PASSAGE PROVIDED:
---
Let’s talk fashion politics. With transparency trending as one of the words shaping the future of fashion, there has been an increase in brands embracing supply chain transparency. Using data to develop eco and socially conscious supply chains, future-forward brands are not only looking to establish trust with the more mindful shopper, but are also adopting a more ethical approach to take control of their supply chain to tackle issues like sustainability.
How Brands Are Transforming Supply Chains
With supply chain traceability starting to empower brands to embrace openness, sourcing management tools are beginning to become instrumental when it comes to brands gaining (back) consumer trust. Adoption of supply chain transparency is becoming more accessible thanks to companies like Suuchi Inc. Utilizing an eco-friendly process, Suuchi uses a vertically integrated supply chain, that allows for every stage of production to be done in-house. The main advantage being that Suuchi is able to offer the quickest turnaround time at the highest quality.
Another company making adoption easier is Sourcemap. They use data-mapping technology to provide a software platform that helps fashion brands take inventory of their environmental and human impact. The software platform also enables brands to account for more “hard-to-measure social risks,” including factory-safety regulations and providing workers with livable wages.
---
PROVIDED DATA:
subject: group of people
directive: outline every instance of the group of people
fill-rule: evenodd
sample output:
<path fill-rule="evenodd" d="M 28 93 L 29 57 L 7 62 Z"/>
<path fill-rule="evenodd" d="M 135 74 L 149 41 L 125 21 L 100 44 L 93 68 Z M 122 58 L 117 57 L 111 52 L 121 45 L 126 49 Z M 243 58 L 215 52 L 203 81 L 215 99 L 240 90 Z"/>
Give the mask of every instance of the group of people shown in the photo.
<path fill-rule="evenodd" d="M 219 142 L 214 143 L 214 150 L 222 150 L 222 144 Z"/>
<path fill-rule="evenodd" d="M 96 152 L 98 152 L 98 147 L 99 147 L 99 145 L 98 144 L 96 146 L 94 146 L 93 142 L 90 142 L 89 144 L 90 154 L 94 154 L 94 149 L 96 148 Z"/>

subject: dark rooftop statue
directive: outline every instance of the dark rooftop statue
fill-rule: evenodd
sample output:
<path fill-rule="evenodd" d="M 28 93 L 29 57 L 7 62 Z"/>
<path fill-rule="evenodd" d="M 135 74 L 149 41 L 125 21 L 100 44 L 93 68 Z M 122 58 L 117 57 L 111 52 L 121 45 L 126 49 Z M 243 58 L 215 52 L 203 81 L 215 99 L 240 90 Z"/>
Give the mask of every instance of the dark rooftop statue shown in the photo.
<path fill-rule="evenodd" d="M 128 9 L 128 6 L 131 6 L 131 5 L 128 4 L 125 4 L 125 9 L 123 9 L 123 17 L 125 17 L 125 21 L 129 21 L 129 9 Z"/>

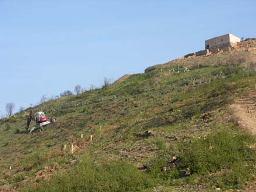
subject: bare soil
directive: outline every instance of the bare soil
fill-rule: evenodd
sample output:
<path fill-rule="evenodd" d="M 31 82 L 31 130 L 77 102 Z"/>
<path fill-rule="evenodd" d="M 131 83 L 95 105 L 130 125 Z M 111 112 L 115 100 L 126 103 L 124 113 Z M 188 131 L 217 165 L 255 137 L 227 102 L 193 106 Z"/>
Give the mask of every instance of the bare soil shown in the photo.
---
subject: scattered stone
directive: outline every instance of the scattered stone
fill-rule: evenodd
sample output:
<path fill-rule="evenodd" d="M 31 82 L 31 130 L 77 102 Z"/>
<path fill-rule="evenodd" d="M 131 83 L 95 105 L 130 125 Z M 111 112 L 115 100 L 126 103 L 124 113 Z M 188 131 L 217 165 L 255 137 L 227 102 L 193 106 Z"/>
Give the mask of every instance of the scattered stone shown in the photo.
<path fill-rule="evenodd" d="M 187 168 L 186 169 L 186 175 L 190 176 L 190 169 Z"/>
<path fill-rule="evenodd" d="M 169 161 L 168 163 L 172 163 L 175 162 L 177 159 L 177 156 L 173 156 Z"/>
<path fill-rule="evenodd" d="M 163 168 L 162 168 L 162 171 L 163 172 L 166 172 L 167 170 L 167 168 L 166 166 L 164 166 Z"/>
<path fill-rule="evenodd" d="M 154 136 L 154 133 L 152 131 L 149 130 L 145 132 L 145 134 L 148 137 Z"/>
---
WHAT YOU HAVE TO DO:
In the supply chain transparency article, what does Suuchi's vertically integrated supply chain allow for? Rely only on the supply chain transparency article for this, and not on the lines.

RESPONSE TO THE EXERCISE:
It allows every stage of production to be done in-house.